- **PROBLEM REQUIREMENTS**: Retype the records below so that each one matches exactly.
DATA IN THIS EXERCISE: Begin
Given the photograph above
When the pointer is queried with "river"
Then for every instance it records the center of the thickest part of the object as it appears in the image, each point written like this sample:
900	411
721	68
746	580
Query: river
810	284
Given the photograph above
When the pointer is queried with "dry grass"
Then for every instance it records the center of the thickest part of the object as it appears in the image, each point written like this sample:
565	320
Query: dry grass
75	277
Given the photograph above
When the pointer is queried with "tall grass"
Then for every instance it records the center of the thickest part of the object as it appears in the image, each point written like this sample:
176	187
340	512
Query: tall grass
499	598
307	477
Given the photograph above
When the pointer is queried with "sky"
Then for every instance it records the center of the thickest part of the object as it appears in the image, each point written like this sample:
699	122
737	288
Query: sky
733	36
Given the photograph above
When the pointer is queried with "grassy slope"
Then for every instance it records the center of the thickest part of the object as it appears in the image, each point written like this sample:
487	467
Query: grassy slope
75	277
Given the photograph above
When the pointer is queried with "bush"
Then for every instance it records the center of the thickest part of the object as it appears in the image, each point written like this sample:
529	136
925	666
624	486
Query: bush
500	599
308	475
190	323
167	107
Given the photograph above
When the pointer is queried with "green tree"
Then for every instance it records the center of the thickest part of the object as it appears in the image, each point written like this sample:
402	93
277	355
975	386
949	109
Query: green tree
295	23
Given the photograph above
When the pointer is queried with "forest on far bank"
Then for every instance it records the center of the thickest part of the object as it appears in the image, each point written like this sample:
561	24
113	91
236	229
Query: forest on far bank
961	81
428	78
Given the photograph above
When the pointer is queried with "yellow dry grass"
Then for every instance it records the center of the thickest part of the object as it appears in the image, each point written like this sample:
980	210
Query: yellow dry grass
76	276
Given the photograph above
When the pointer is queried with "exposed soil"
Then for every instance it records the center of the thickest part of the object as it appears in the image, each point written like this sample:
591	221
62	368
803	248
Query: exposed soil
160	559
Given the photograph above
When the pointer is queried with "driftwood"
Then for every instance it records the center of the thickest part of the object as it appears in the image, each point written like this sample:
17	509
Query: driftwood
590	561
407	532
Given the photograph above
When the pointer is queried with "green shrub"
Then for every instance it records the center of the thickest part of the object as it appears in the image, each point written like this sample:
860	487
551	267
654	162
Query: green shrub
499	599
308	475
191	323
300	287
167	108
DATA IN THIS EXERCISE: End
- **SOLUTION**:
Given the photograph above
When the pointer is queried with "river"
Then for every instance it records the center of the thickest part of the object as it appears in the image, each point written like this sample:
900	411
721	68
746	580
Query: river
810	284
Given the photograph above
When the pointer is queried with "dry grass"
Then for every instance it records the center of the thickest part of the object as it appears in the image, each point written like this sample:
565	320
Query: dry grass
75	277
Given the photograph above
When the pointer is queried with "tall grass"
Then for every instance it records the center of the thickest part of the object as it appears in the image, each point written like this sample:
176	187
340	512
Query: tall grass
499	598
307	477
Given the photograph above
When the pointer is queried with "sky"
Then for every instance it records the center of the thickest part of the object as it appears in the image, each point written like this sample:
699	122
737	288
Query: sky
733	36
Given the photograph above
When the pointer is queried with "grassy slope"
Then for every instance it records the center of the thickest part of the object as it appears in the image, each point written like this sample:
487	467
Query: grassy slope
75	277
Given the photograph above
When the pointer is queried with "bush"
Then for every instance it records the center of the thickest part of the object as it appears in the image, each point written like this sample:
529	136
925	666
624	486
Query: bush
500	599
308	475
190	323
167	107
Given the photograph above
When the pointer is queried with "green tree"
Then for every instance it records the center of the thickest part of the object as it appears in the image, each point written like this sample:
402	93
277	355
975	386
949	109
Query: green tree
295	23
Given the photograph above
When the pointer is queried with "forest on far bank"
Then for every instance it records the center of the thickest part of the object as it appears in the image, each point written like this sample:
561	24
113	91
236	229
Query: forest on far bank
961	81
428	78
Given the photograph above
When the pointer is queried with "yellow dry grass"
Then for every instance it records the center of the thickest part of the object as it appears in the image, each point written like this sample:
980	210
Query: yellow dry grass
76	276
Given the photograph above
When the pointer is queried with "exposed soil"
Then for every instance it records the center of the thickest part of the object as it appears in the image, each point written like this sample:
591	221
62	368
803	248
Query: exposed soil
160	559
Given the photograph above
When the pointer is queried with "driftwood"
Then for every instance it records the center of the thickest part of the object as it appears in the image, each point written like this sample:
17	509
Query: driftwood
590	561
407	532
Given the photograph above
When the pointer is queried with "green shrub"
Then for every instance it records the center of the thickest part of the object as it appears in the image, each point written like this sample:
860	487
551	267
654	162
Query: green shrub
499	599
308	475
191	323
300	287
167	108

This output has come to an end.